(Text shown)
·····

Monthly Archives: January 2013

Opening My Eyes

open eyes

Time to start opening my eyes…

Last night, I finally opened my eyes to what should be natural and common knowledge in partner dancing:

To make eye contact and smile at your partner and have fun are just as important as how well you follow or lead.

You see, because the only dance I have a decent amount of actual training in is salsa, I am never really comfortable enough to make solid eye contact with my partner or even look like I am enjoying myself, because I am too busy counting beats and trying to make sure I am following properly. (It’s nerve-wracking following advanced moves when you only actually know how to follow a few basic steps!) It’s always a mix of fun and “don’t eff up”-thinking. In dances where there is no count, I close my eyes to heighten my sense of connection, and rarely even “see” my lead during much of the dance.

·····

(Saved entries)
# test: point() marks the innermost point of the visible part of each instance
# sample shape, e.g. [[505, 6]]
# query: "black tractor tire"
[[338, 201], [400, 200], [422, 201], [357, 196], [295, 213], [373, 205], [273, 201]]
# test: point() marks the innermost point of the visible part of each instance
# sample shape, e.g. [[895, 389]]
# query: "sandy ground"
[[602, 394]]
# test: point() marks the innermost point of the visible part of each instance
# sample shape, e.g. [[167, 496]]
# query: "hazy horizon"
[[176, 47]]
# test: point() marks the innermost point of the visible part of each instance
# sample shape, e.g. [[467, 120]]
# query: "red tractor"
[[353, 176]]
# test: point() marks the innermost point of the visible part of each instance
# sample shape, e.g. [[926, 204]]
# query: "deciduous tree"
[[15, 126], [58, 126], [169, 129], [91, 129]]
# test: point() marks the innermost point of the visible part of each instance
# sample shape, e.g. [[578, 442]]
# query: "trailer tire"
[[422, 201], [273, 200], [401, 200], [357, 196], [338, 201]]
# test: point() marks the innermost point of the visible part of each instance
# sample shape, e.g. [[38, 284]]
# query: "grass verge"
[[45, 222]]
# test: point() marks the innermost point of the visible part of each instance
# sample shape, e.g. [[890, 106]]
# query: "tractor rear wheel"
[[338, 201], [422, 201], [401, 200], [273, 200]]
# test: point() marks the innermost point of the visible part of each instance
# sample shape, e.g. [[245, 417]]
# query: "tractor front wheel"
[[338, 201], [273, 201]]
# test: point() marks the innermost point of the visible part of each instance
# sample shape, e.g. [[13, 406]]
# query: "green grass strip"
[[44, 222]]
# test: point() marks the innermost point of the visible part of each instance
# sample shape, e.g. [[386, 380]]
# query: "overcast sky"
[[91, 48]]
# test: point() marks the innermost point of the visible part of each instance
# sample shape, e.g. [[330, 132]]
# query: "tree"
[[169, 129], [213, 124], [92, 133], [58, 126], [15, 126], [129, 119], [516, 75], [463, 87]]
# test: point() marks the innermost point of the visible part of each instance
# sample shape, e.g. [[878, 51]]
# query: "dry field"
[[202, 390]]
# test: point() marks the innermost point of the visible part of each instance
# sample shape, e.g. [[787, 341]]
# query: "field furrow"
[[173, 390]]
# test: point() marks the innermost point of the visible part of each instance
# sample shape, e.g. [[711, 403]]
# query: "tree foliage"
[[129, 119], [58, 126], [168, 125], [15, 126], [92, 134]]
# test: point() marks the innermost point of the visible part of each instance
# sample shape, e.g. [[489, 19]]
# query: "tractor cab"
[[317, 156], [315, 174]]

·····

(Given request 1) From the blog post about eye contact in partner dancing, write out the passage starting with "To make eye" and going on through "of the dance.".
(Given request 2) Rewrite the paragraph of the blog post about eye contact in partner dancing that begins "You see, because the only dance" in a shorter form that keeps its main facts.

(Full output 1)
To make eye contact and smile at your partner and have fun are just as important as how well you follow or lead.

You see, because the only dance I have a decent amount of actual training in is salsa, I am never really comfortable enough to make solid eye contact with my partner or even look like I am enjoying myself, because I am too busy counting beats and trying to make sure I am following properly. (It’s nerve-wracking following advanced moves when you only actually know how to follow a few basic steps!) It’s always a mix of fun and “don’t eff up”-thinking. In dances where there is no count, I close my eyes to heighten my sense of connection, and rarely even “see” my lead during much of the dance.

(Full output 2) Salsa is the only dance I have much training in, so I'm too busy counting beats and making sure I follow properly to make solid eye contact or look like I'm enjoying myself. Following advanced moves while knowing only a few basic steps is nerve-wracking, so it's always part fun and part "don't eff up." In dances with no count, I close my eyes to feel the connection more and rarely "see" my lead for much of the dance.